[Referring expression pointing data]
/---

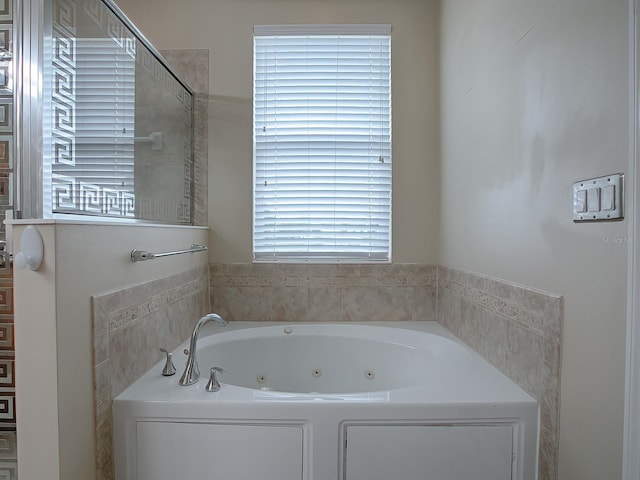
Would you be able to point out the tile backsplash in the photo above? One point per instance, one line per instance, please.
(519, 331)
(318, 293)
(129, 326)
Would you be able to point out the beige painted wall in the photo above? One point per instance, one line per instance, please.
(225, 28)
(535, 97)
(53, 333)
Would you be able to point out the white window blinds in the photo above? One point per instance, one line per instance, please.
(322, 143)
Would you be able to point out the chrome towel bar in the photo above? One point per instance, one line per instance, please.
(142, 255)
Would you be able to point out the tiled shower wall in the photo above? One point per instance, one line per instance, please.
(519, 331)
(129, 326)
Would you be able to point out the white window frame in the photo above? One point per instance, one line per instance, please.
(359, 243)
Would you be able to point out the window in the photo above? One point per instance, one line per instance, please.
(322, 143)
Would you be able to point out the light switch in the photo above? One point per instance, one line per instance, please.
(607, 198)
(598, 199)
(580, 201)
(593, 199)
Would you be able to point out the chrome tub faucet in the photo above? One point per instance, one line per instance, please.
(191, 371)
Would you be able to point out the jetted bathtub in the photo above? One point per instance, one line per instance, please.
(374, 401)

\---

**Work instructions**. Exactly as written, give the entries above again, with no images.

**Written solution**.
Would you be able to point out the tile backsplash in the photo above? One point per instance, one line per instance, please.
(519, 331)
(318, 293)
(129, 326)
Would you be able to point out the beige painted wall in the photo above? One point per instance, one line per instance, please.
(225, 28)
(535, 97)
(53, 333)
Would you be able to point out the white window blinds in the photo above? One point per instance, one line per instance, please.
(322, 143)
Would you be able to point out the chrome towel bar in the photo above? One point per instance, one line per instance, please.
(142, 255)
Would you be able to point out the tiled shower wall in the photo above? One point per instance, one line per instance, please.
(519, 331)
(129, 326)
Would you be able to point out the white window frame in the photo above? One point per instance, one line per instance, please.
(359, 243)
Would you be able to point out the window in the photo above? One point per instance, one line per instance, please.
(322, 143)
Would you be able to point out the light switch in the photo above? One point per instance, one line per instance, please.
(607, 198)
(598, 199)
(580, 201)
(593, 199)
Would you be able to point out the chrome tub faucet in the photo above? One point per instance, one line per instance, please.
(191, 371)
Would you be able to point out the jetted bathtub in the photo above? One point per instance, one line per instance, please.
(374, 401)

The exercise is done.